▶ [The records]
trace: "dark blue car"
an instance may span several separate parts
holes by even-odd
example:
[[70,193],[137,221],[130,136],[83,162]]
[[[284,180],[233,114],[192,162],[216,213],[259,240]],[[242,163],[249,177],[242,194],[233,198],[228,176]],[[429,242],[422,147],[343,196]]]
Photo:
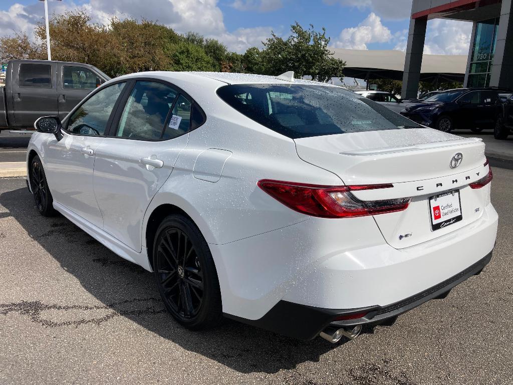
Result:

▶ [Required task] Could you update these lines so that "dark blue car" becomes "silver van", with everything else left as it is and the pictures omitted?

▶ [Written solution]
trace: "silver van"
an instance may span several separate parts
holes by even-odd
example:
[[70,193],[137,221],[130,136],[83,162]]
[[[284,180],[233,114],[192,162],[216,213],[259,240]],[[242,163],[249,177],[242,194],[233,198],[228,176]],[[429,242],[422,147],[343,196]]]
Photo:
Result:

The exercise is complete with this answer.